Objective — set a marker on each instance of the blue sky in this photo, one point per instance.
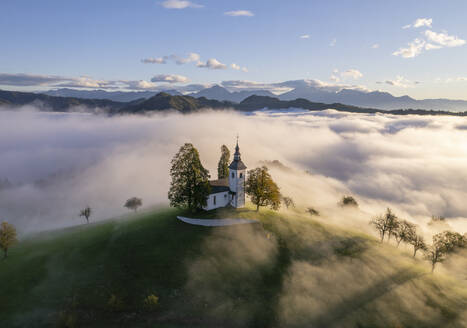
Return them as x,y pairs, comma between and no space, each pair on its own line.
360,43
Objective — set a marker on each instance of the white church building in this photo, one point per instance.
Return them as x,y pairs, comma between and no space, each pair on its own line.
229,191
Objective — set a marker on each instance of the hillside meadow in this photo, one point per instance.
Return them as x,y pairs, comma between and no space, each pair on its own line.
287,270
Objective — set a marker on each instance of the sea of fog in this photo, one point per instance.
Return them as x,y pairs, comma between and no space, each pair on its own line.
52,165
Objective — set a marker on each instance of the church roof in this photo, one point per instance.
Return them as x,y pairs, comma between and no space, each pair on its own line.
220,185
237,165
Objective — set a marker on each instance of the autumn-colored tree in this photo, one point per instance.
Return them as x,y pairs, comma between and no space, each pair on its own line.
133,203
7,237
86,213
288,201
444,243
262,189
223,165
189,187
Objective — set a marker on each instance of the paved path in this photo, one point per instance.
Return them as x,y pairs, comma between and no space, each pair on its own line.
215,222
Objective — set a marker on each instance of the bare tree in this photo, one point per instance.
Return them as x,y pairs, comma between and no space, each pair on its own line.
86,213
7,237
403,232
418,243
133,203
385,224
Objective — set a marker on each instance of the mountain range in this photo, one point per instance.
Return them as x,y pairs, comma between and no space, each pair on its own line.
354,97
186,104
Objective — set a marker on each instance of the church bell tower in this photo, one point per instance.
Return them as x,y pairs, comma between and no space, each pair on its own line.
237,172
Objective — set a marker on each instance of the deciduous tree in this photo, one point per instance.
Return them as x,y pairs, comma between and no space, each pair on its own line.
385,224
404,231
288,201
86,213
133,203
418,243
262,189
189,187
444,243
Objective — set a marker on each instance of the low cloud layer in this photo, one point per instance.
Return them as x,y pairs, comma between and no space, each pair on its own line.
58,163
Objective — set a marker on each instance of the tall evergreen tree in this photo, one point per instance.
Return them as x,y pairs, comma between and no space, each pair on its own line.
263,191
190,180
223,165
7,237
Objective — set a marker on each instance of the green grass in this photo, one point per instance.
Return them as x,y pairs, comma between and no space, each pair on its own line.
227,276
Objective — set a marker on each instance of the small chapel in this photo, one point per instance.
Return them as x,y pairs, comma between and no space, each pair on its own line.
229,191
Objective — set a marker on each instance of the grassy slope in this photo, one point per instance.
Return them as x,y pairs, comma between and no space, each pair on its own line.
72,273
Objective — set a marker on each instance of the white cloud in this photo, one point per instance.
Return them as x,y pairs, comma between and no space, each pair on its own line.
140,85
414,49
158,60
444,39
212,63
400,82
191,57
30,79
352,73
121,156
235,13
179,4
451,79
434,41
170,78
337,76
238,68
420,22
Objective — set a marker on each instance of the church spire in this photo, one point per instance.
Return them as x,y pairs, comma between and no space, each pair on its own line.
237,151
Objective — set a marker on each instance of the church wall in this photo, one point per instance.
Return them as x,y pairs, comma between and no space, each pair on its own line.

━━━━━━━━

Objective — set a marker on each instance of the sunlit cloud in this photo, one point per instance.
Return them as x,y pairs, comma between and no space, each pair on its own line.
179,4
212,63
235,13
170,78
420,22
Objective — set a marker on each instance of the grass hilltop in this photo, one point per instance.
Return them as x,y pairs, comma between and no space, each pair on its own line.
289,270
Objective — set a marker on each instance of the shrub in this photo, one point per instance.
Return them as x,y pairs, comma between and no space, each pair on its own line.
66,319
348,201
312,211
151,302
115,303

━━━━━━━━

### Exercise description
List every line of the material above that contains the string "cloud", copying each one in full. Case counts.

### Answer for this exercise
Objective — set a marker on each instance of the low cloud layer in this photo, one point per instance.
Objective — set a marker on each instance of the white cloud in this photo, one point per instance.
Objective — set a marker on each instance of the sunlit cloud in this photo, one point per instance.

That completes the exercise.